[The data]
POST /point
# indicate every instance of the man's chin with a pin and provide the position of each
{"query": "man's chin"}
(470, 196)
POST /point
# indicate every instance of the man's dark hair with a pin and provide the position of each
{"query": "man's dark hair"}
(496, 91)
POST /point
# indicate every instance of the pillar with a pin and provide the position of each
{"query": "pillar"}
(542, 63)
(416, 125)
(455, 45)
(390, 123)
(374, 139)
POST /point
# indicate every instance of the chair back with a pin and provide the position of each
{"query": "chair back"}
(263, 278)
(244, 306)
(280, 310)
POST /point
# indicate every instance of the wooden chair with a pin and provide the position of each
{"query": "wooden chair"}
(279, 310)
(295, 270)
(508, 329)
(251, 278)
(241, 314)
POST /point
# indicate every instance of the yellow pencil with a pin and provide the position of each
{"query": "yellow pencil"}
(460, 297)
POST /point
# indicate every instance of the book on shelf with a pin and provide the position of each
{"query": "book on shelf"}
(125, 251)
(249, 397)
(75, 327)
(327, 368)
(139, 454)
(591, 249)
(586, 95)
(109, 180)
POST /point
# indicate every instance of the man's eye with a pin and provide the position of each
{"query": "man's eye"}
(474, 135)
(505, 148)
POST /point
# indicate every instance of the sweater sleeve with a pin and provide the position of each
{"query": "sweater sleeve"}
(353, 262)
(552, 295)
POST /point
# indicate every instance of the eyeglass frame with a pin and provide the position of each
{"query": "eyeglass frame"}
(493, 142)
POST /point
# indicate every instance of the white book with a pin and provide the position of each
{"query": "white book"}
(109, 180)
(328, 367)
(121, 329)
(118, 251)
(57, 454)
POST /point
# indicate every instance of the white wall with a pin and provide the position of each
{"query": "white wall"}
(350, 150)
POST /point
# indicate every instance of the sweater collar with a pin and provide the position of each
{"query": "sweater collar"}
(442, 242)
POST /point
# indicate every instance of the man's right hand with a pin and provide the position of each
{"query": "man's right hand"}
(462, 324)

[Problem to work on] A complete, exact transcription of the data above is the required answer.

[Written answer]
POST /point
# indicate every instance of the man's chin with a pin and provide the position of each
{"query": "man's chin"}
(470, 196)
POST /point
# indicate every instance of the man's dark hair with a pin and provide the position of each
{"query": "man's dark hair"}
(496, 91)
POST /point
# indicate every instance of the pillar with a pin and provide the position of each
{"query": "pillar"}
(542, 63)
(416, 125)
(455, 45)
(390, 123)
(374, 139)
POST /point
# indicate every instance of the chair back with a pin and provide the position of each
{"query": "chair back"}
(263, 278)
(244, 306)
(280, 310)
POST /point
# indicate every instance of the wooden chair with a pin and provide the position of each
{"query": "wooden chair"}
(279, 310)
(295, 270)
(508, 329)
(251, 278)
(241, 314)
POST /point
# indicate every instance of the yellow pencil with a pin and provide the position of each
{"query": "yellow pencil"}
(460, 297)
POST /point
# indicate every instance of the book on shelf with a pin and provide the position of each
{"query": "book on shelf"}
(125, 251)
(249, 397)
(75, 327)
(327, 368)
(139, 454)
(591, 249)
(586, 95)
(109, 180)
POST /point
# indicate every instance of the man's eye with a pin and provide the position of each
{"query": "man's eye"}
(474, 135)
(505, 148)
POST /point
# indicate every instance of the sweater sleeve with a pin and provide the position of each
{"query": "sweater sleeve"}
(353, 262)
(552, 295)
POST /point
# indicate every instance of the eyeglass frame with a pin and provide the position of each
{"query": "eyeglass frame"}
(493, 142)
POST /point
# indicate every instance of the white book with a pin and provide the position of each
{"query": "white book"}
(109, 180)
(328, 367)
(121, 329)
(118, 251)
(57, 454)
POST /point
# indicate every instance of the white wall with a pin and provide the position of each
{"query": "white wall"}
(350, 150)
POST /point
# indicate every instance of the sweater collar with a pin and provide the position of each
{"query": "sweater collar"}
(442, 242)
POST /point
# indicate every instance of the man's right hand with a pin and provide the position of each
{"query": "man's right hand"}
(462, 324)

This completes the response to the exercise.